[Collected data]
=======
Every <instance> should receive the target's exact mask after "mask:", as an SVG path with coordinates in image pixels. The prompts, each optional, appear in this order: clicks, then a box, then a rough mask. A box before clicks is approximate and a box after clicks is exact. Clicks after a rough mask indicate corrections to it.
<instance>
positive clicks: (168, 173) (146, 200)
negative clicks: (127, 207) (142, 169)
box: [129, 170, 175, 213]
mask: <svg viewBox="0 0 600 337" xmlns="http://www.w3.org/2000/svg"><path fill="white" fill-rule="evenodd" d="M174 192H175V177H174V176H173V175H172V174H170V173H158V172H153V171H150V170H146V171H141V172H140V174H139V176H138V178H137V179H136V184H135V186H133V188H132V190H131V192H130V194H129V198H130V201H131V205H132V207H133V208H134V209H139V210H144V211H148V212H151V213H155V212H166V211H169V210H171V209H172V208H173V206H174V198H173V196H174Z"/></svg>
=======
> Your goal: Without altering a single character, write out every record above.

> Solution:
Every <instance> should receive the target's exact mask after "mask:", as an SVG path with coordinates in image pixels. The prompts, each optional, appear in this order: clicks, then a box, then a rough mask. A box before clicks is approximate and a box after clicks is exact. Clicks after a rough mask indicate corrections to it.
<instance>
positive clicks: (168, 173) (146, 200)
negative clicks: (127, 207) (142, 169)
box: [129, 170, 175, 213]
mask: <svg viewBox="0 0 600 337" xmlns="http://www.w3.org/2000/svg"><path fill="white" fill-rule="evenodd" d="M174 192H175V177H174V176H173V175H172V174H170V173H158V172H153V171H150V170H146V171H141V172H140V174H139V176H138V178H137V179H136V184H135V186H133V188H132V190H131V192H130V194H129V198H130V201H131V205H132V207H133V208H134V209H139V210H144V211H148V212H151V213H155V212H166V211H169V210H171V209H172V208H173V206H174V198H173V196H174Z"/></svg>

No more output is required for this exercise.